Directions:
Extract the stretch of the article on children's mental health services from "The NSPCC has" through "about suicidal thoughts.", copying it word for word.
-- Extracted text follows --
The government has been accused of ‘neglecting’ children’s mental health, following a report revealing some children were waiting up to 18 months for treatment.
The report, which was authored by the Care Quality Commission (CQC) – an independent regulator of health and social care services – showed that young people may wait months for assessment after an initial referral, and even longer before starting treatment. The report also highlighted that such lengthy delays can cause their mental health to deteriorate further, increasing the chance of children dropping out of school, self-harming, or becoming suicidal.
Overstretched services also mean that 1 in 5 children cannot be seen by the NHS, forcing many families to turn to expensive private treatment. However, with private therapy costing up to 200 a session, the NHS is the only option for many families. A separate report, published by charity The Children’s Society, showed that 30,000 children were turned away from support every year, with local NHS services not able to support them.
Furthermore, the CQC report showed that when children can access care, it does not always meet their needs, and 39% of child and adolescent mental health services (camhs) across the UK need improvement.
The NSPCC has received an increase in calls to Childline from children struggling to access mental health services. A spokesperson said: “This important report sadly reflects what children are telling us at Childline, with one in three counselling sessions last year relating to mental health and a record number of counselling sessions about suicidal thoughts.
“Many of these children tell us that they are struggling to access support, even at crisis point. It’s clear that the system supposed to provide early help for children experiencing mental health problems is broken in many part of the country. Without improvements in how services are funded, planned, and delivered, thousands of children will continue to struggle alone.”
NHS services are struggling to cope due to rising demand, lack of qualified staff, and an overall lack of funding. The quality of service across the UK has been described as patchy, and in some cases young people have been sent hundreds of miles away from their families to access a hospital bed. The number of under-18s ending up in hospital following self-harm has risen dramatically over the past decade: between 2011 and 2014, incidence of self-harm in girls rose by 68%.
Jeremy Hunt, Minister for Health, last year said that camhs were “possibly the biggest single area of weakness in NHS provision at the moment”. Investment has gone up by £100 million in the past year, after being reduced by around £50 million between 2010 and 2015. Hunt has promised an extra £1.3 billion will be invested annually by 2021. However, a survey of over 3000 NHS mental health staff, released earlier this year by a collection of mental health organisations, showed that a third said their service was facing downsizing or closure.
The full report, requested by the PM in January 2017, was officially released last week. A Department of Health spokesperson said: “Our commitment to improving children’s mental healthcare is shown by our additional £1.4bn investment, more trained staff, and more children and young people accessing care. But there is more to do, which is why we commissioned this review and will publish a green paper on children and young people’s mental health by the end of the year.” Dr Bernadka Dubicka, chair of the child and adolescent faculty of the Royal College of Psychiatrists, said that “Although there has been some additional investment, money is not reaching the frontline, demand is increasing, and children are being pushed into crises. Every day children and young people are being let down”
Barbara Keeley MP, Labour’s Shadow Cabinet Minister for Mental Health, said: “This report reveals the Tory Government’s abject failure of children and young people in urgent need of mental health treatment…Labour will continue to call on the Tory Government to invest in and ring-fence mental health budgets as Labour pledged at the General Election, so that money reaches the underfunded services on the front line.”
-- Extracted text concluded --
-- Data extract follows --
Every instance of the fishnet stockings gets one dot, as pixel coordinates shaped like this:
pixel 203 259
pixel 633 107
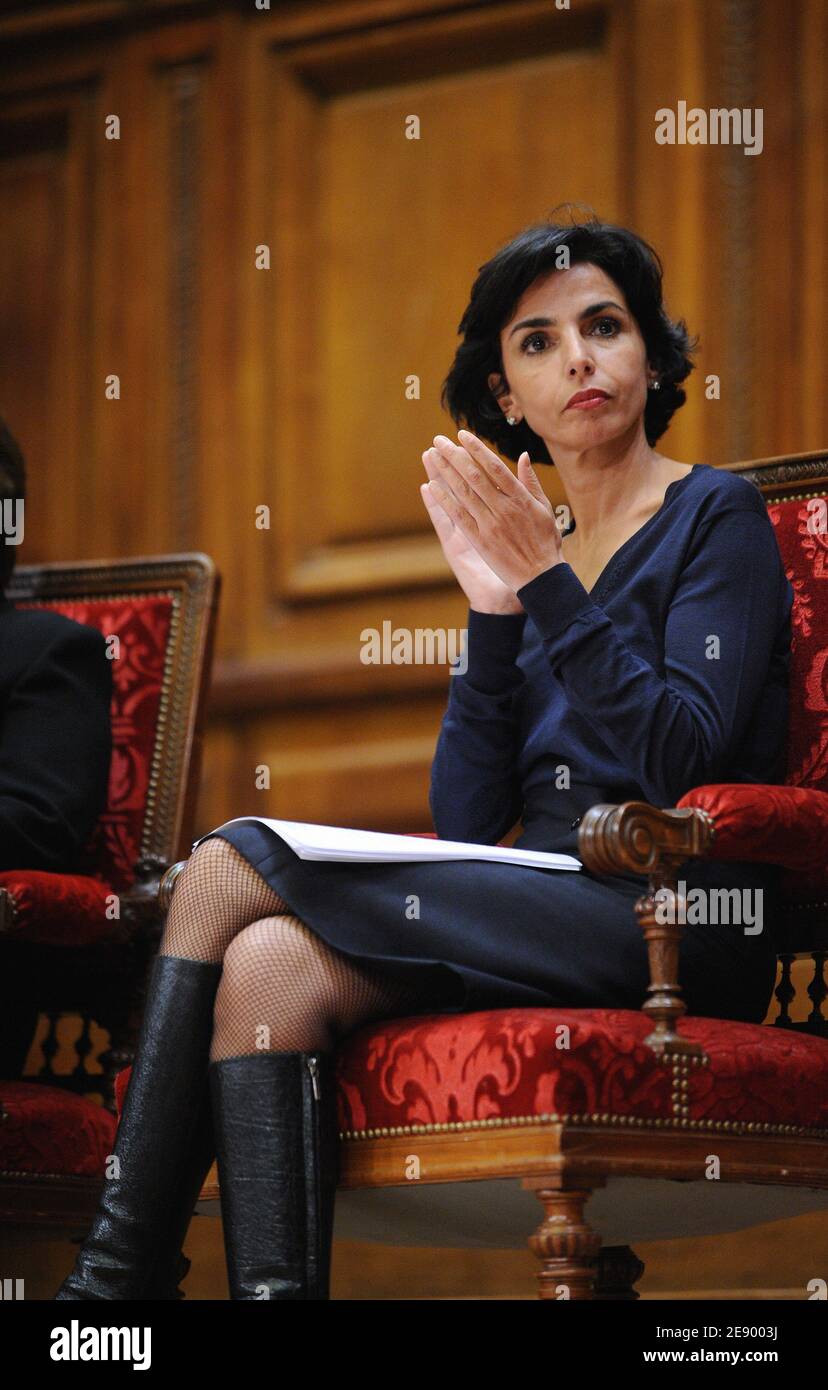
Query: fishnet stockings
pixel 282 988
-- Data extract concluded --
Written response:
The NSPCC has received an increase in calls to Childline from children struggling to access mental health services. A spokesperson said: “This important report sadly reflects what children are telling us at Childline, with one in three counselling sessions last year relating to mental health and a record number of counselling sessions about suicidal thoughts.